▶ _Passage given_:
====

Memory is conceptually simpler than a CPU: we can see it as an arbitrarily long list of numerical values that we can access in any order we want. In the vast majority of languages I can think of, this is easily represented by an array. Of course, we’ll want something better than that: the Game Boy has several distinct memory zones (work RAM, video RAM, boot ROM, cartridge ROM…) some of which have a direct effect on the display, sound and other bits of the hardware. Right now, though, we’ll make do with a mere byte array.

Actually, if you remember the criteria for the basic program I’m starting with, we don’t even need any kind of RAM yet: the three first CPU instructions only have an effect on the CPU itself. We can start with just the boot ROM as a 256-byte long array, point the CPU at element zero of that array and run our loop.

Reading a file to an array³ is a one-liner⁴. But let’s also properly rewrite that code snippet from earlier into something that’s got a better chance of compiling:

// Imports and CPU structure defined further above.

func main() {
    memory, err := ioutil.ReadFile("./dmg-rom.bin")
    if err != nil {
            panic(err)
    }

    cpu := CPU{}
    for {
        opcode := memory[cpu.PC]
        cpu.PC++

        switch opcode {
        // ... other opcodes

        case 0x31: // LD SP,d16

            // Here, Go requires some type conversion to fit two
            // uint8 into one uint16 and also to avoid grossly
            // overflowing an uint8 by shifting it left 8 bits,
            // which would just make it zero and yield 0x00fe in
            // the end instead of 0xfffe. *That* was fun to debug!
            cpu.SP = uint16(memory[cpu.PC]) | uint16(memory[cpu.PC+1])<<8
            cpu.PC += 2

        // ... other opcodes
        }
    }
}

Some implementation details (the package name, imports and the CPU structure) have been left out. The point is that the program reads the first byte in memory, gets ready to read the next one, figures out that the first byte is the opcode for LD SP,d16 and sets the SP register accordingly by building a 16-bit value from the next two bytes in memory. When it’s done, the CPU’s program counter is incremented to point to the next instruction right after the two bytes we just read.

Note that the Game Boy is little-endian: when reading a 16-bit value from memory, the least significant byte (the rightmost 8 bits) will come first (its memory address will be lower), and the most significant (the leftmost 8 bits) will come second (its address will be higher). In our case, we’re loading the value 0xfffe in the SP register, but in that memory array, it’s stored as two consecutive bytes: 0xfe followed by 0xff.

====

▶ _Prompt 1_: Copy the Game Boy emulator passage again, beginning at the words "Some implementation details" and stopping after "we just read.", with "program counter" swapped out for "PC register".
▶ _Prompt 2_: Put this sentence from the Game Boy emulator passage into Spanish: "Memory is conceptually simpler than a CPU: we can see it as an arbitrarily long list of numerical values that we can access in any order we want."

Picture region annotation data
====

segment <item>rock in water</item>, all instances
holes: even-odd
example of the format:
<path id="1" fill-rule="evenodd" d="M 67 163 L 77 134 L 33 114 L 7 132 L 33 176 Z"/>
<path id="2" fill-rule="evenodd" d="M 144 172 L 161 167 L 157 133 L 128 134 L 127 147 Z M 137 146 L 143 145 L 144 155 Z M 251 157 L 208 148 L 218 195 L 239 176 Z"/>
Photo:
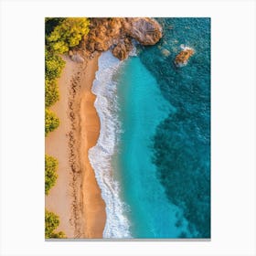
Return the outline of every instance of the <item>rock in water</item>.
<path id="1" fill-rule="evenodd" d="M 161 50 L 161 52 L 162 52 L 162 54 L 163 54 L 164 56 L 165 56 L 165 57 L 168 57 L 168 56 L 171 54 L 170 51 L 167 50 L 166 48 L 163 48 L 163 49 Z"/>
<path id="2" fill-rule="evenodd" d="M 189 58 L 195 53 L 190 48 L 185 48 L 175 59 L 175 64 L 177 67 L 183 67 L 187 64 Z"/>
<path id="3" fill-rule="evenodd" d="M 127 35 L 142 45 L 155 45 L 162 37 L 162 27 L 157 21 L 148 17 L 130 17 L 123 23 Z"/>
<path id="4" fill-rule="evenodd" d="M 123 41 L 119 42 L 112 49 L 112 54 L 114 57 L 123 60 L 129 56 L 130 51 L 133 48 L 132 40 L 130 38 L 125 38 Z"/>

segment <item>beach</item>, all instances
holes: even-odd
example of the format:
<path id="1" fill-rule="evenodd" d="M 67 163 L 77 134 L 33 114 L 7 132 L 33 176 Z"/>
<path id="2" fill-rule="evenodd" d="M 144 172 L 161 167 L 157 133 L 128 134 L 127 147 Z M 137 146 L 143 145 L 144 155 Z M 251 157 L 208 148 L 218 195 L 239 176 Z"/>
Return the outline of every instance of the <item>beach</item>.
<path id="1" fill-rule="evenodd" d="M 106 221 L 105 204 L 88 158 L 88 150 L 100 133 L 95 95 L 91 91 L 98 57 L 83 63 L 63 57 L 60 100 L 50 108 L 60 125 L 46 138 L 46 154 L 59 160 L 59 177 L 46 196 L 46 208 L 59 215 L 57 230 L 67 238 L 102 238 Z"/>

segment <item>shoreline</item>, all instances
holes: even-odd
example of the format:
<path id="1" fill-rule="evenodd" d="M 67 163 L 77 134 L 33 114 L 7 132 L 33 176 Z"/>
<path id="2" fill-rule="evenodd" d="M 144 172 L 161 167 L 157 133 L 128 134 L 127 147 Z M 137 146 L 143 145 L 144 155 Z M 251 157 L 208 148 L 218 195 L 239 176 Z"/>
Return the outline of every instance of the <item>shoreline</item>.
<path id="1" fill-rule="evenodd" d="M 105 202 L 101 197 L 101 191 L 97 183 L 95 172 L 89 160 L 90 148 L 96 145 L 101 130 L 100 117 L 94 107 L 96 96 L 91 88 L 98 70 L 97 54 L 87 60 L 84 69 L 84 80 L 80 89 L 80 157 L 82 168 L 82 201 L 83 218 L 85 220 L 85 238 L 102 238 L 106 223 Z"/>
<path id="2" fill-rule="evenodd" d="M 105 203 L 88 150 L 97 144 L 100 118 L 91 92 L 98 58 L 76 63 L 69 57 L 58 84 L 60 100 L 50 109 L 59 127 L 46 137 L 46 154 L 59 161 L 57 183 L 45 197 L 45 206 L 59 217 L 57 231 L 67 238 L 102 238 L 106 222 Z"/>

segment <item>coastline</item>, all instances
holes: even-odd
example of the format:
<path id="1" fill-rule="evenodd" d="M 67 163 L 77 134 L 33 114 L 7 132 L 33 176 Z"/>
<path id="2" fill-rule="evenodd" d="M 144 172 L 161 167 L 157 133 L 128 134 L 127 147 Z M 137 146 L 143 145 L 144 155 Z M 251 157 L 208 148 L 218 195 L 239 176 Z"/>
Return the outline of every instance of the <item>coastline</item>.
<path id="1" fill-rule="evenodd" d="M 100 133 L 96 97 L 91 92 L 98 58 L 99 54 L 76 63 L 63 56 L 60 100 L 50 108 L 60 125 L 46 138 L 46 154 L 58 158 L 59 177 L 45 205 L 59 215 L 57 231 L 64 231 L 67 238 L 102 238 L 106 221 L 105 204 L 88 158 L 88 150 Z"/>
<path id="2" fill-rule="evenodd" d="M 94 107 L 96 96 L 91 92 L 92 82 L 98 70 L 97 54 L 87 60 L 80 89 L 80 163 L 82 169 L 83 218 L 85 238 L 102 238 L 106 222 L 105 202 L 96 181 L 94 170 L 89 160 L 88 151 L 93 147 L 100 135 L 100 118 Z"/>

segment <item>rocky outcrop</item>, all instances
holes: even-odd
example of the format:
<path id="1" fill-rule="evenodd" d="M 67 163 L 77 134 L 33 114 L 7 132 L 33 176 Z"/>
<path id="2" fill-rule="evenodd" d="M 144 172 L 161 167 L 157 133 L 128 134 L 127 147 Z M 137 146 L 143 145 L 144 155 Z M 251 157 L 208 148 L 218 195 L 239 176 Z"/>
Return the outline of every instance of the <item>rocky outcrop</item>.
<path id="1" fill-rule="evenodd" d="M 190 48 L 185 48 L 175 59 L 175 64 L 177 67 L 183 67 L 187 64 L 189 58 L 195 53 Z"/>
<path id="2" fill-rule="evenodd" d="M 161 26 L 152 18 L 125 18 L 123 28 L 126 35 L 136 39 L 142 45 L 155 45 L 162 37 Z"/>
<path id="3" fill-rule="evenodd" d="M 151 18 L 91 18 L 80 47 L 91 53 L 112 48 L 116 58 L 124 59 L 133 49 L 132 38 L 142 45 L 155 45 L 161 37 L 161 26 Z"/>

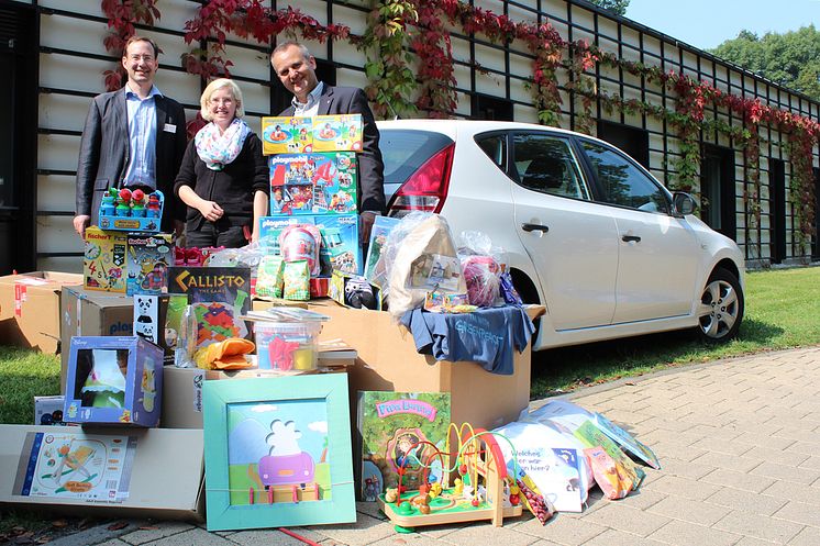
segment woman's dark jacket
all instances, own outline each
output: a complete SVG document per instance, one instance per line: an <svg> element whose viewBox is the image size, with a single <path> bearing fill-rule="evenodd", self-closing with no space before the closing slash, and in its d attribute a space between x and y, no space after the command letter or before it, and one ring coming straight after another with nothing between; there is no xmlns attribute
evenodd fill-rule
<svg viewBox="0 0 820 546"><path fill-rule="evenodd" d="M195 141L191 140L174 185L174 193L177 197L182 186L190 186L197 196L206 201L214 201L222 208L224 215L219 223L252 226L254 194L257 190L270 194L267 161L262 155L262 141L256 134L248 133L236 159L225 165L222 170L211 170L199 158ZM199 230L204 222L207 220L197 209L188 207L187 230Z"/></svg>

====

▶ _Complete response 1_:
Some implementation details (the package name, imports and the CPU structure) have been left out. The point is that the program reads the first byte in memory, gets ready to read the next one, figures out that the first byte is the opcode for LD SP,d16 and sets the SP register accordingly by building a 16-bit value from the next two bytes in memory. When it’s done, the CPU’s PC register is incremented to point to the next instruction right after the two bytes we just read.

▶ _Complete response 2_: La memoria es conceptualmente más simple que una CPU: podemos verla como una lista arbitrariamente larga de valores numéricos a los que podemos acceder en el orden que queramos.